*Task statement*
An exact, complete copy of the entries is needed, with the pictures left out.

(Images for object localization)

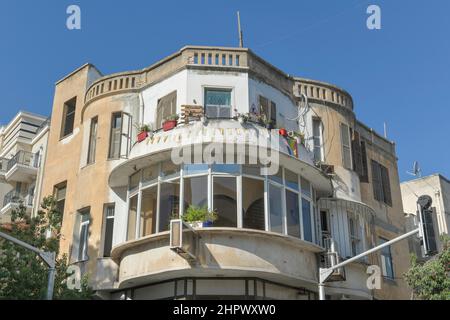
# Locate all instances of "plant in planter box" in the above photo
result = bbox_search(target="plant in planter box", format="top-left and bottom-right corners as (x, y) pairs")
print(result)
(163, 114), (179, 132)
(135, 123), (153, 142)
(182, 205), (218, 228)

*Task result*
# Locate all instances of "plant in planter box" in the above photo
result = bbox_search(target="plant in planter box", format="top-left and bottom-right corners as (x, y) pairs")
print(result)
(163, 114), (179, 132)
(135, 123), (153, 142)
(182, 205), (218, 228)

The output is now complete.